--- WHAT YOU WILL DO ---
Restate word for word the lines below from the one that has "find the shingled roof" through the one that has "find the windshield frame", keeping both and dropping all pictures.

--- INFORMATION SUPPLIED ---
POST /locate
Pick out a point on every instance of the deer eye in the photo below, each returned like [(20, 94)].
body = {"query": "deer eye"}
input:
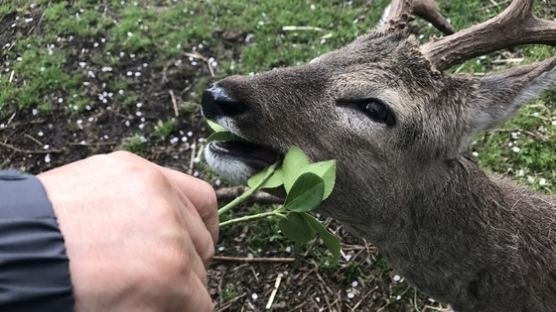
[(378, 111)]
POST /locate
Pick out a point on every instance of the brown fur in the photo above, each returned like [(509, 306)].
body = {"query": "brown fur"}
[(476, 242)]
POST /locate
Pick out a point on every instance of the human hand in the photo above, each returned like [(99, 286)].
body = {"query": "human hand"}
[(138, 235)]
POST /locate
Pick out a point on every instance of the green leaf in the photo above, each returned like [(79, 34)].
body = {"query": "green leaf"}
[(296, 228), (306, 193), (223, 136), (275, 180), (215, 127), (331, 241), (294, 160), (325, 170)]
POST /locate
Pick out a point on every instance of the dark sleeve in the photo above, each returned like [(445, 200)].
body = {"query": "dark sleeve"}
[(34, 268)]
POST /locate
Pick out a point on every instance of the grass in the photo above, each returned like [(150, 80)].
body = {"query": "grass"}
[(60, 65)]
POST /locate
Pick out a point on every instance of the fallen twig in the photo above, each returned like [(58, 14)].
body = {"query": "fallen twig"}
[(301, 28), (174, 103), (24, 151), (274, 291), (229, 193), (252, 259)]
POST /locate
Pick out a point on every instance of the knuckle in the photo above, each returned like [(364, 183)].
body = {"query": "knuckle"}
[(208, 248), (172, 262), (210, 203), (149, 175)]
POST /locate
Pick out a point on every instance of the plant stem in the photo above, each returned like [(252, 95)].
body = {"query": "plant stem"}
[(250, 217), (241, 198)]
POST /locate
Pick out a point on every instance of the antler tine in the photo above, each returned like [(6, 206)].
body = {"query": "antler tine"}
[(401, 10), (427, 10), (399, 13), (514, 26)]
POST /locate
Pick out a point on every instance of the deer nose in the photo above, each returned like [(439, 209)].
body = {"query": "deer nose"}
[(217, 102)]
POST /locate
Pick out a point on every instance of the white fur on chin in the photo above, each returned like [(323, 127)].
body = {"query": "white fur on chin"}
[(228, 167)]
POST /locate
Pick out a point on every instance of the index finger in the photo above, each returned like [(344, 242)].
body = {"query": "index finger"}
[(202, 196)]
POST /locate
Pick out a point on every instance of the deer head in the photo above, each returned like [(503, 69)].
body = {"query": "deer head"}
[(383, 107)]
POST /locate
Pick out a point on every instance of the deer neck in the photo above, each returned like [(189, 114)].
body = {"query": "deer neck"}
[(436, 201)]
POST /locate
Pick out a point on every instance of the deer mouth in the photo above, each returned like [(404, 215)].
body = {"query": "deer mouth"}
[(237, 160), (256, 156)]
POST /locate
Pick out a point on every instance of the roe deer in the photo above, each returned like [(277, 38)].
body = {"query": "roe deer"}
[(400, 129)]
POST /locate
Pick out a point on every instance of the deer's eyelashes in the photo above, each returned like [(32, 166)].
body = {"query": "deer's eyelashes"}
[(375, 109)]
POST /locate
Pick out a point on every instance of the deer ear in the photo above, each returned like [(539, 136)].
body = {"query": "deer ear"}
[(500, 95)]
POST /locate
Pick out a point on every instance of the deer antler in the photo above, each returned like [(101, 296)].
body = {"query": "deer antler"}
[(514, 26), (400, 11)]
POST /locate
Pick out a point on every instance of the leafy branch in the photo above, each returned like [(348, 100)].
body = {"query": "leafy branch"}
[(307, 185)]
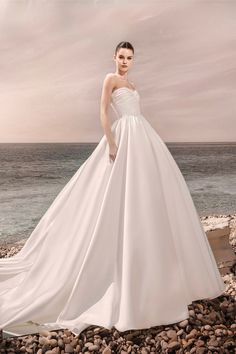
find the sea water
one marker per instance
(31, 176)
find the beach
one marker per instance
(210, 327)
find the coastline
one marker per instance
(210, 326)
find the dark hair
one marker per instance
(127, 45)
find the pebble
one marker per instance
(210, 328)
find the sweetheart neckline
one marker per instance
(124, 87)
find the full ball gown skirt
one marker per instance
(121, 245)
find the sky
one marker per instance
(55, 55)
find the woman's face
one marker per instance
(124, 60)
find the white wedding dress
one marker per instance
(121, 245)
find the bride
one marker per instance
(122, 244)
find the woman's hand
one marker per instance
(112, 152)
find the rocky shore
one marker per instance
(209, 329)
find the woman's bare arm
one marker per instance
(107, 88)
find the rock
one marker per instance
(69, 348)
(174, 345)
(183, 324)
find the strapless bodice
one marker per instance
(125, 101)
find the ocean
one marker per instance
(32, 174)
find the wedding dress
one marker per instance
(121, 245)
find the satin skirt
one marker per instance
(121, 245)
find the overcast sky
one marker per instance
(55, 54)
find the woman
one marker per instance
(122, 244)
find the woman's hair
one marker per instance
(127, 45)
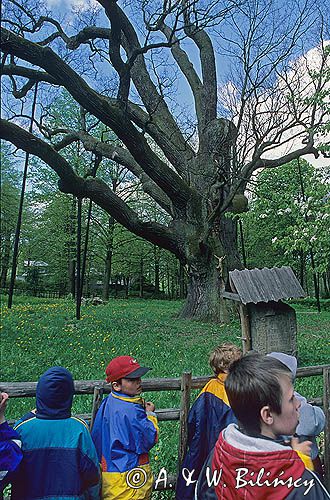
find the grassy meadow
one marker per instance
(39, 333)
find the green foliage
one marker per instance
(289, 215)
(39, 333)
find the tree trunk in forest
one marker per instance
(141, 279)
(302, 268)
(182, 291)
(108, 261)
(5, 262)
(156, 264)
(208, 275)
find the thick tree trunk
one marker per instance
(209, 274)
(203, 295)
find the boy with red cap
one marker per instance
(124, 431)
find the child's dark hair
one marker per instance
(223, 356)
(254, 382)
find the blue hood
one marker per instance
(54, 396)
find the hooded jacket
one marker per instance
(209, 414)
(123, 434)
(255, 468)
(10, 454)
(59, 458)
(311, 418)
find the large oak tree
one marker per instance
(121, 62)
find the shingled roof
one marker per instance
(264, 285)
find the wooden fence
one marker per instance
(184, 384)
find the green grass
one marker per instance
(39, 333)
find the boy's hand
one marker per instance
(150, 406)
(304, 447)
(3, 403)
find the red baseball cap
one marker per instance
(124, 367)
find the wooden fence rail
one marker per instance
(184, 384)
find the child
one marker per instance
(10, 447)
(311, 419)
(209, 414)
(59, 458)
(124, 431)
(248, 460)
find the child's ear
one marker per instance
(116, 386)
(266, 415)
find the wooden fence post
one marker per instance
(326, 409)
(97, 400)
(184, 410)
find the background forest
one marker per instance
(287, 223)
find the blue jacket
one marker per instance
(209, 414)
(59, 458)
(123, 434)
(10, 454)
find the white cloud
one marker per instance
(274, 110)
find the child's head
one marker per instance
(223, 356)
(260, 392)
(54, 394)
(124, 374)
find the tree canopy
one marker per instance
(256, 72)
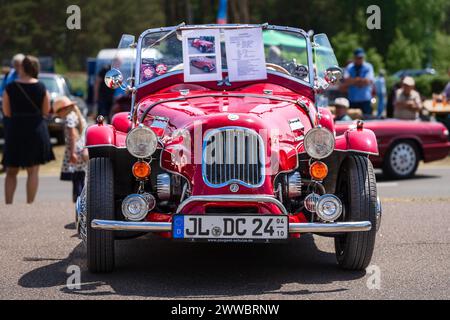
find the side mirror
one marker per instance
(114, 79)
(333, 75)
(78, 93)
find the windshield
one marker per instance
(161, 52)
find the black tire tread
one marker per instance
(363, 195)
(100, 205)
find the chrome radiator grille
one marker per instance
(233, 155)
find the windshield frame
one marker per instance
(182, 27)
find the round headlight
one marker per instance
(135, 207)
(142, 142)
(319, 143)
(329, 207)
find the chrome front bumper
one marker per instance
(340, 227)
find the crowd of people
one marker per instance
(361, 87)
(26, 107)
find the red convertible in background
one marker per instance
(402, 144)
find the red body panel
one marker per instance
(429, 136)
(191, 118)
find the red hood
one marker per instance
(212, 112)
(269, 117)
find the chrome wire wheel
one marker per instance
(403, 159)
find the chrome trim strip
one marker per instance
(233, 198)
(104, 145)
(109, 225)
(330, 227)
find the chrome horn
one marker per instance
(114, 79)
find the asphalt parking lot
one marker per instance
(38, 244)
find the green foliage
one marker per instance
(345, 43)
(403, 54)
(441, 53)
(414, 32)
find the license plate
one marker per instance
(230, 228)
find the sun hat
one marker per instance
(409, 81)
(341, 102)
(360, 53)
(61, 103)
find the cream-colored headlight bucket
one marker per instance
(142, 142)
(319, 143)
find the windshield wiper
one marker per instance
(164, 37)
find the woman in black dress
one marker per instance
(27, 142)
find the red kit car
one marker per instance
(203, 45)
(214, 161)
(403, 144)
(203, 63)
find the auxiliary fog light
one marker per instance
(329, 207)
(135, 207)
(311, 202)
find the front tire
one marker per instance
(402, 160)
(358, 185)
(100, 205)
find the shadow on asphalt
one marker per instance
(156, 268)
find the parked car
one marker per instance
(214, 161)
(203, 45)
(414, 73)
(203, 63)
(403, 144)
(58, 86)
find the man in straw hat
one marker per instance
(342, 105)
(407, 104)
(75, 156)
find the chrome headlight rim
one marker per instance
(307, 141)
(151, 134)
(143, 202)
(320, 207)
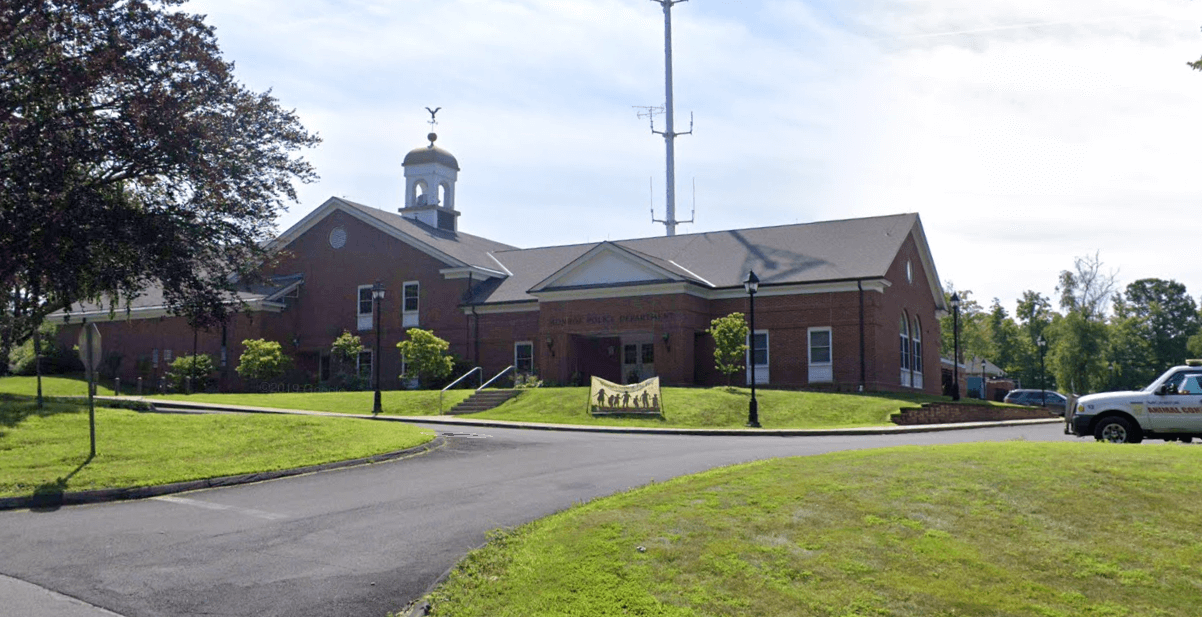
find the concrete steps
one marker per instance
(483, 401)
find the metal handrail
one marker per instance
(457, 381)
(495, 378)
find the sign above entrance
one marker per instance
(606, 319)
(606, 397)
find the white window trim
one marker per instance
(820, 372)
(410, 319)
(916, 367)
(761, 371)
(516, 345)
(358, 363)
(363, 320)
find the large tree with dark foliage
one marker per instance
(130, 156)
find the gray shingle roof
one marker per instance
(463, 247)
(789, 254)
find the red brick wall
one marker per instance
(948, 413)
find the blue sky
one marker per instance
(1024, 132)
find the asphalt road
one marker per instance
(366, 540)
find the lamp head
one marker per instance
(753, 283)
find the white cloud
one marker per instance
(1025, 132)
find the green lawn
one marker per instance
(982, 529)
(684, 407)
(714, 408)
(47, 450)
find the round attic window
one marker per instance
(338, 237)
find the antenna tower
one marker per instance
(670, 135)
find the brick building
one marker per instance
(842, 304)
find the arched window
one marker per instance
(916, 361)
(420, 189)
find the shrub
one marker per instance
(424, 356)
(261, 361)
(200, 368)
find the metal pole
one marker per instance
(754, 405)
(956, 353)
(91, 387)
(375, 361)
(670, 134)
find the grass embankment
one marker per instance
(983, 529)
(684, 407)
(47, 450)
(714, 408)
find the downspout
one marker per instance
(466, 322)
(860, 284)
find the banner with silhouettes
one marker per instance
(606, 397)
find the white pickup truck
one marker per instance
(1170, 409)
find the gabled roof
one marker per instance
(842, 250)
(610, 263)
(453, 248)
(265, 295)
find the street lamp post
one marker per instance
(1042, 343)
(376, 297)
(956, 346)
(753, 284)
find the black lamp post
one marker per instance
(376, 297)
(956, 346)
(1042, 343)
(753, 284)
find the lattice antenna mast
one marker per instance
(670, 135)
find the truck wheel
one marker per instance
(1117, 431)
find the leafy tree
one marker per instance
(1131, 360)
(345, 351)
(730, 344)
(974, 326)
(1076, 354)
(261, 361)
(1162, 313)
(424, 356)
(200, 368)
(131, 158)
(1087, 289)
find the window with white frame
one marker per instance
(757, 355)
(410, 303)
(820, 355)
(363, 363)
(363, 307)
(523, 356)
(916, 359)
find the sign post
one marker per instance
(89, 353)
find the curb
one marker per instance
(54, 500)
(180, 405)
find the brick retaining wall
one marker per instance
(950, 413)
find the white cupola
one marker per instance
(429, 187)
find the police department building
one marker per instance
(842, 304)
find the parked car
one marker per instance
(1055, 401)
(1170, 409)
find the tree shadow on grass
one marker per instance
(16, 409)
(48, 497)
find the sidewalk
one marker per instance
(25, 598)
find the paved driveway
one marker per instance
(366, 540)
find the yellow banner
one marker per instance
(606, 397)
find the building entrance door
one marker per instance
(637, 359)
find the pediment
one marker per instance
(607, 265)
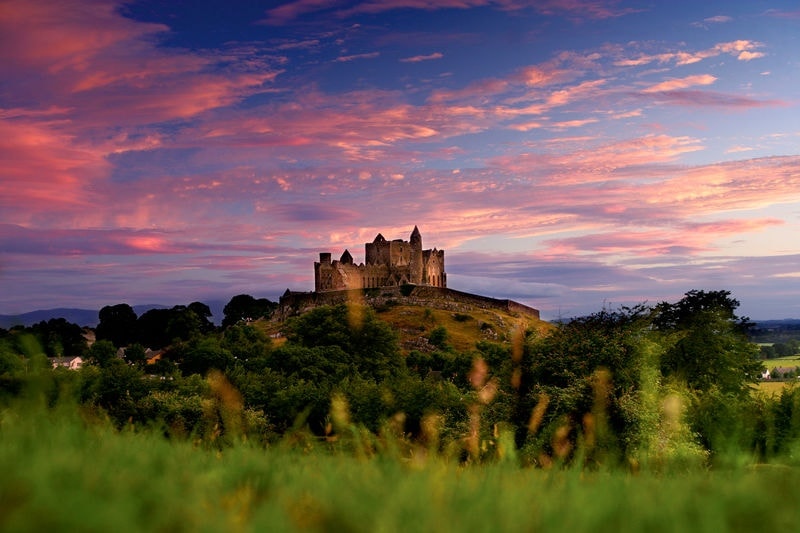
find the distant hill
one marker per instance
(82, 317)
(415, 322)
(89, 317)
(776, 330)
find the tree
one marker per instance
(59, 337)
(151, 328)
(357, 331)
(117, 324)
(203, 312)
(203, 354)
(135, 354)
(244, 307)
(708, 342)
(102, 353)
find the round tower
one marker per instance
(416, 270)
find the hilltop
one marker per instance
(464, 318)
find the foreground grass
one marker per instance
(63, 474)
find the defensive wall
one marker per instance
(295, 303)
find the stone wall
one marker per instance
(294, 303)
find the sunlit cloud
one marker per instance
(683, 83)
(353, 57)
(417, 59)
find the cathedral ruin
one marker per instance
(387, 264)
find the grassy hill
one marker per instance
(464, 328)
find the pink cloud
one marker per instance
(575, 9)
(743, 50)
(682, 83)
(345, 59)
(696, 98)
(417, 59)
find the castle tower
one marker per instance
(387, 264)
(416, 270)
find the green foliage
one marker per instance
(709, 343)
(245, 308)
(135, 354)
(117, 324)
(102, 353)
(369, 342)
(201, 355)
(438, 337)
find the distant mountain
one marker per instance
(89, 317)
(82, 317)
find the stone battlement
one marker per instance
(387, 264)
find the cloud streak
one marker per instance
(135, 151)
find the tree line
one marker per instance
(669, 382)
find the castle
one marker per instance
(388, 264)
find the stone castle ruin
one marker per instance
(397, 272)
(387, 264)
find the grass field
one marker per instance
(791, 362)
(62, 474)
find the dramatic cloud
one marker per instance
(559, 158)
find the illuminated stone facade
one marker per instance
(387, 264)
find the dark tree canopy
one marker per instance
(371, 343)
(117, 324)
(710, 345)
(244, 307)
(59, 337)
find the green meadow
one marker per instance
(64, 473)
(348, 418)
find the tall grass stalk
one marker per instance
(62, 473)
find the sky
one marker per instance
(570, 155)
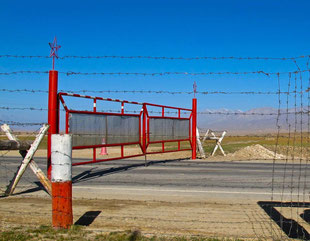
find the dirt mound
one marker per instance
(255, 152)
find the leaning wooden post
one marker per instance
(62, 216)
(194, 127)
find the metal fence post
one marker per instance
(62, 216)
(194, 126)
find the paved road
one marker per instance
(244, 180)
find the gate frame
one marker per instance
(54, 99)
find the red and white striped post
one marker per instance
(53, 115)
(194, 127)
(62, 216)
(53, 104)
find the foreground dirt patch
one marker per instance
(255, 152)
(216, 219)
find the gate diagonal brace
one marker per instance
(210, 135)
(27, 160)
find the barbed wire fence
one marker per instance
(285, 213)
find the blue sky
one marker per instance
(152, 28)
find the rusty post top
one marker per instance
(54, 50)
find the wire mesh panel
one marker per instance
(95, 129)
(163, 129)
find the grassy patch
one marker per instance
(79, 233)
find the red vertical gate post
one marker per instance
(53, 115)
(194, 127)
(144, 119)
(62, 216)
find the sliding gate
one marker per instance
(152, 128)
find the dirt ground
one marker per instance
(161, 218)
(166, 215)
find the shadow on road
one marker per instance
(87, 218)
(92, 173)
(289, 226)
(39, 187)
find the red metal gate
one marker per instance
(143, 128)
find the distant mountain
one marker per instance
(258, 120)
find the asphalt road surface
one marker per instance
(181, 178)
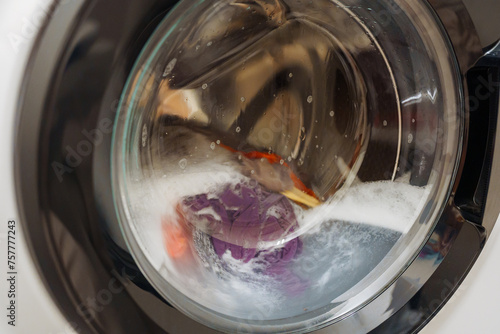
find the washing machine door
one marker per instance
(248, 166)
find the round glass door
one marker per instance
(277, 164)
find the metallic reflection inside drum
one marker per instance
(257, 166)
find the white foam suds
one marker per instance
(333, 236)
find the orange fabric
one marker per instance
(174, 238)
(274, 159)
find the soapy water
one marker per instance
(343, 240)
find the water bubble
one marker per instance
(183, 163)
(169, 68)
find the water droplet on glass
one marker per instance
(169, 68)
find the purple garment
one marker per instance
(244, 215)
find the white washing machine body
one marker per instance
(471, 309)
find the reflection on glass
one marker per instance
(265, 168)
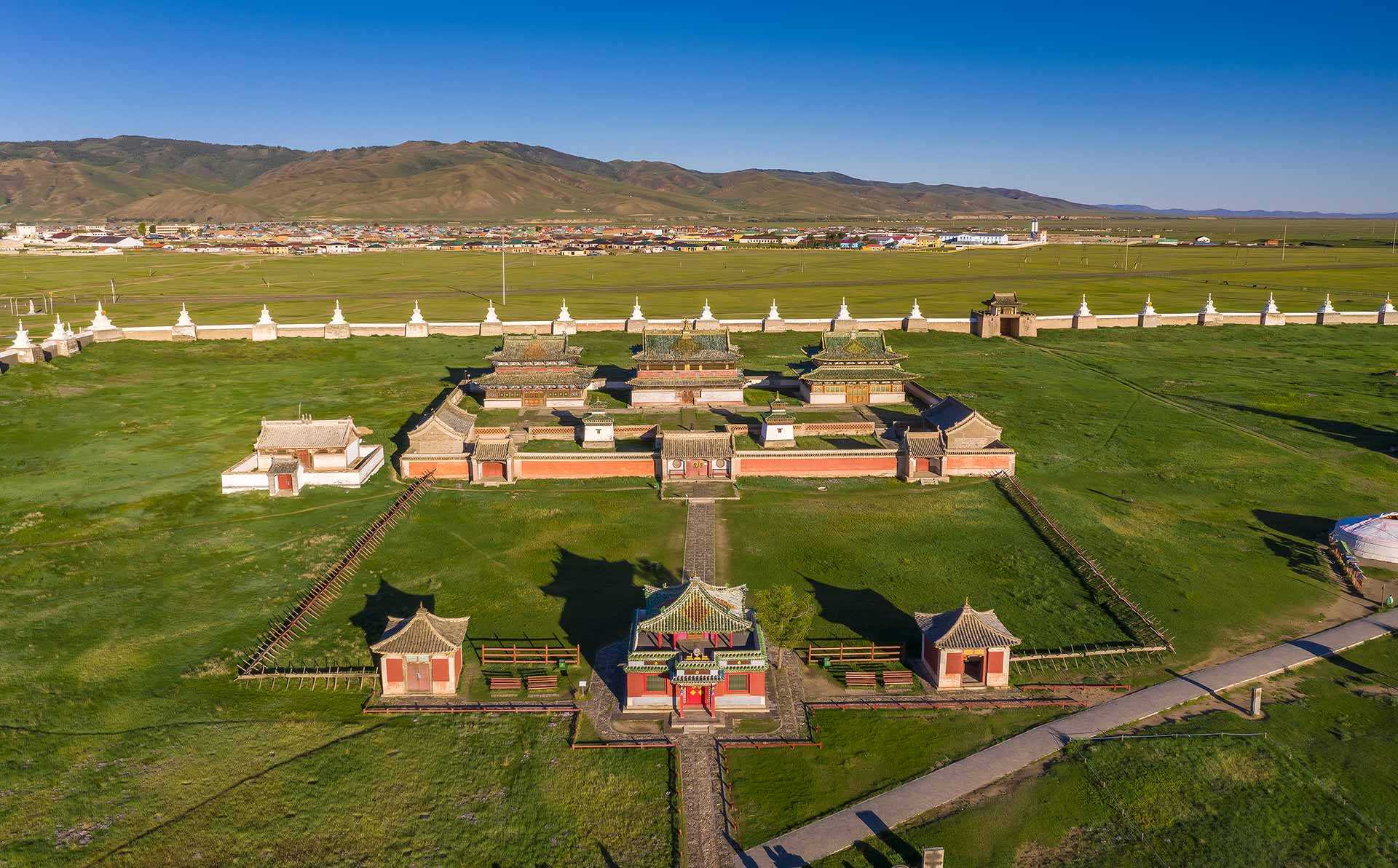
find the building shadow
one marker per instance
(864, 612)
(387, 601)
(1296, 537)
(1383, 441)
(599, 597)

--- EXERCISE RESULT ---
find the shingled roof
one marker per instance
(264, 285)
find the wooden fence
one marker per instance
(184, 384)
find the green grass
one marker per instance
(39, 333)
find the boy's hand
one marker per instance
(150, 406)
(304, 447)
(3, 403)
find the red baseball cap
one marker per instance
(124, 367)
find the wooden fence rail
one marker per instance
(184, 384)
find the child
one marker per instance
(10, 447)
(311, 419)
(209, 414)
(59, 458)
(124, 431)
(248, 460)
find the child's ear
one marker per instance
(116, 386)
(266, 415)
find the wooden fence post
one marker per instance
(326, 409)
(97, 400)
(184, 410)
find the background forest
one marker per instance
(287, 223)
find the blue jacket
one marker per instance
(209, 414)
(59, 458)
(123, 434)
(10, 454)
find the white cloud
one marker per instance
(274, 110)
find the child's head
one marker per instance
(223, 356)
(260, 392)
(54, 394)
(124, 374)
find the tree canopy
one marker per instance
(256, 72)
find the side mirror
one marker per instance
(114, 79)
(333, 75)
(78, 93)
find the windshield
one marker per instance
(161, 52)
find the black tire tread
one marker per instance
(363, 195)
(100, 205)
find the chrome radiator grille
one marker per instance
(233, 155)
find the windshield frame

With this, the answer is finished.